# [TASK LIST]
- a) Using the Kinder Morgan call remarks below, explain in one to three sentences why the company appears to be absorbing less than half of the headline PPI increases.
- b) In the Kinder Morgan call remarks below, turn the paragraph beginning "Second at CO2, SACROC production" into a short bulleted list that keeps its main facts.

# [SELECTED PASSAGE]
========================================================================

So if we’re generating lots of cash and using it in productive ways, why isn’t that reflected at a higher price for KMI stock or to use that old phrase if you’re so smart, why ain’t you rich? In my judgment market pricing has disconnected from the fundamentals of the midstream energy business, resulting in a KMI yield, dividend yield approaching 7% which seems ludicrous for a company with a stable assets at Kinder Morgan and the robust coverage of our dividend. I don’t have an answer for this disconnect and you know it’s easy to blame factors over which we have no control, like the mistaken believe the energy companies have no future or the volatility of crude prices, which in fact, have a relatively small impact on our financial performance. Specific to KMI, some of you may prefer that we adopt a swing for the fences philosophy rather than our balanced approach, while others may think we should be even more conservative than we are. To paraphrase Abe Lincoln, I know we can’t please all of you all the time, but I can assure you that this Board and management team are firmly committed to return value to our shareholders and that we will be as transparent as possible in explaining our story to you and to all of our constituents. Steve?

Steven J. Kean — Chief Executive Officer

We’re having a good year. We’re projecting to be nicely above plan for the year and substantially better year-over-year Q2 to Q2 as Kim and David will tell you. Some of the outperformance is commodity price tailwinds, but we’re also up on commercial and operational performance. And here are some highlights. Our capacity sales and renewals in our gas business are strong, gathering and processing is also strong up versus plan and up year-over-year. Existing capacity is growing in value. I’ll give you an example. After years of talking about the impact of contract rollouts, we’re now seeing value growth in many places across our network. One recent example, on our Mid Continent Express Pipeline, we recently completed an open season where we awarded a substantial chunk of capacity at maximum rates. Those rates are above our original project rate. Well, that’s super material to our overall results. I think it’s a stark and good illustration of the broader trend of rate in term improvements on many of our renewals in the natural gas business unit.

Second at CO2, SACROC production is well above plan and of course we are benefiting from higher commodity prices in this segment. The product segment is ahead of plan and Terminals is right on plan. We’re facing some cost headwinds, mostly because of added work this year, while costs are up, we’re actually doing very well in holding back the impacts of inflation. It’s hard to measure precisely, but based on our analysis, we are well below the headline PPI numbers that you’re seeing and actually we appear to be experiencing less than half of those increases. That’s due to much good work by our procurement and operations teams and much of this good performance is attributable to our culture, we are frugal with our investors’ money.

========================================================================

[Object location annotation data]
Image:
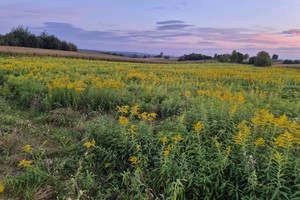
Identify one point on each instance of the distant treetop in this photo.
(21, 37)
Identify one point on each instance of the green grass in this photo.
(248, 147)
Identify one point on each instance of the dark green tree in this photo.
(263, 59)
(224, 58)
(275, 57)
(234, 57)
(252, 60)
(240, 57)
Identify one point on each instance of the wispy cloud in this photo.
(170, 22)
(175, 36)
(295, 32)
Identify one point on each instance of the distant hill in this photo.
(125, 53)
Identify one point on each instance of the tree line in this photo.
(261, 59)
(21, 37)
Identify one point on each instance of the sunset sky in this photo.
(174, 27)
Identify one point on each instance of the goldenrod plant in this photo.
(147, 131)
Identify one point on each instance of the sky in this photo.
(174, 27)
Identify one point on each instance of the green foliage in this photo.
(275, 57)
(291, 62)
(263, 59)
(202, 144)
(21, 36)
(194, 56)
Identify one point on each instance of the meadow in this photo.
(83, 129)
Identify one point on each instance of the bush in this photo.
(21, 37)
(252, 60)
(263, 59)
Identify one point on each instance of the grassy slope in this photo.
(64, 130)
(25, 51)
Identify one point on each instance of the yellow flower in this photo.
(27, 148)
(260, 142)
(227, 151)
(151, 117)
(187, 94)
(198, 127)
(123, 120)
(166, 152)
(178, 138)
(164, 140)
(134, 160)
(135, 110)
(132, 130)
(143, 115)
(123, 109)
(25, 163)
(215, 139)
(1, 188)
(89, 144)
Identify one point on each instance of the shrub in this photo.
(263, 59)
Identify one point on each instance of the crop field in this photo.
(81, 129)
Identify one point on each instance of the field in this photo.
(87, 129)
(25, 51)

========================================================================

# [ANSWERS TO THE PROBLEMS]
- a) The remarks credit the good work of the procurement and operations teams. They also attribute much of this performance to a frugal company culture with investors' money.

- b)
- SACROC production in CO2 is well above plan, and the segment is benefiting from higher commodity prices.
- The product segment is ahead of plan; Terminals is on plan.
- Costs are up, mostly because of added work this year.
- Inflation impacts appear to be less than half of the headline PPI increases.
- This is credited to the procurement and operations teams and a culture of frugality with investors' money.